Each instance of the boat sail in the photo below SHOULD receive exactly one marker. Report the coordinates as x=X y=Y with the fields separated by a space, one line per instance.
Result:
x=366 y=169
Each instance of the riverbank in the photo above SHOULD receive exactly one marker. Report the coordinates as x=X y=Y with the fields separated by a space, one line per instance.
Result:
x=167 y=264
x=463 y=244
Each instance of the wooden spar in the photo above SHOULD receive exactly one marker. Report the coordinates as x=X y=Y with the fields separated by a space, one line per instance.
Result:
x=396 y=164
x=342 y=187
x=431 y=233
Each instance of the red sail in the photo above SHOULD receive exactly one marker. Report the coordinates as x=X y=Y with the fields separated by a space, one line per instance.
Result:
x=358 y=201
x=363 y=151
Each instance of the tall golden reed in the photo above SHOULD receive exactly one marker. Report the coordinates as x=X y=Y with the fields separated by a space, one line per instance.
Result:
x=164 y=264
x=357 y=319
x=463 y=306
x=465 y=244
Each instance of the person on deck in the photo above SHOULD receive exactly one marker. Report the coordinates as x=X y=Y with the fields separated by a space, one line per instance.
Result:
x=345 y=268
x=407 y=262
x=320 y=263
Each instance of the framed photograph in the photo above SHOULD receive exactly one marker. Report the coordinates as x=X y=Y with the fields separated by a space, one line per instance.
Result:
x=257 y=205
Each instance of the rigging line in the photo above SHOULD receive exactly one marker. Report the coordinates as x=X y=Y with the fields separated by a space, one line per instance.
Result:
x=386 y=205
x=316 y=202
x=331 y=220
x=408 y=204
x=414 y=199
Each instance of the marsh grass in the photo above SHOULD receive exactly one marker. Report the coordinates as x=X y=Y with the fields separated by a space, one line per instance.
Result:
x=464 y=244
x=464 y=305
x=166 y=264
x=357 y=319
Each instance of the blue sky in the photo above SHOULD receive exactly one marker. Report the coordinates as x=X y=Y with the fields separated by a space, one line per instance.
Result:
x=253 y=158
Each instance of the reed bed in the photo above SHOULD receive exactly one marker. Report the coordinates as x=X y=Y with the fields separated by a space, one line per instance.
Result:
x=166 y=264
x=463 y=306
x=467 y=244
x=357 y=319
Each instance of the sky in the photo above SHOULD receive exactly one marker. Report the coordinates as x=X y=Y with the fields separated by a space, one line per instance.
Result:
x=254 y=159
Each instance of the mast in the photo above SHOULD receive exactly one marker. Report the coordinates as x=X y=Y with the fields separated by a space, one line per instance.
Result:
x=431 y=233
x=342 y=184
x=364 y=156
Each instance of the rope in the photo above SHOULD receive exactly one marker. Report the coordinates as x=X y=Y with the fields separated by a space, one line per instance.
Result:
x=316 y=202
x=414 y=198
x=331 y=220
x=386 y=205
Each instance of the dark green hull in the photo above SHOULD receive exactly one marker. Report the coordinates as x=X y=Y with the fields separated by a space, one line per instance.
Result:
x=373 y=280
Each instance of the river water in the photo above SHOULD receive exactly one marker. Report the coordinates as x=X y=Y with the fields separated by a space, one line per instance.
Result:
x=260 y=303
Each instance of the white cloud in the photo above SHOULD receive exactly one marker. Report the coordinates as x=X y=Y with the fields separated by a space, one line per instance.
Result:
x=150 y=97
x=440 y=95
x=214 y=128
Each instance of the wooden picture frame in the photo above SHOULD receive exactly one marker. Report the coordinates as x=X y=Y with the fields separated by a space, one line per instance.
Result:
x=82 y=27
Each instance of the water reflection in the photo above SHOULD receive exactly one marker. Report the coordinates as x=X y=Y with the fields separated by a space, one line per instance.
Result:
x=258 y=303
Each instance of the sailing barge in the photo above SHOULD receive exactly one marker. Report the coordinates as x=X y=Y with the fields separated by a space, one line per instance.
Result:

━━━━━━━━━━━━━━━━

O que fazer
Transcreva sem nenhuma alteração as linhas acima, desde o início delas até a linha que contém "x=463 y=244", incluindo essa linha.

Resultado da tarefa
Each instance of the boat sail in the photo below SHOULD receive exactly one marker. Report the coordinates as x=X y=Y with the fields separated by a space, one line per instance.
Result:
x=366 y=169
Each instance of the riverbank in the photo above SHOULD receive exactly one marker. Report the coordinates as x=X y=Y with the fields separated by a space, one line per instance.
Result:
x=167 y=264
x=463 y=244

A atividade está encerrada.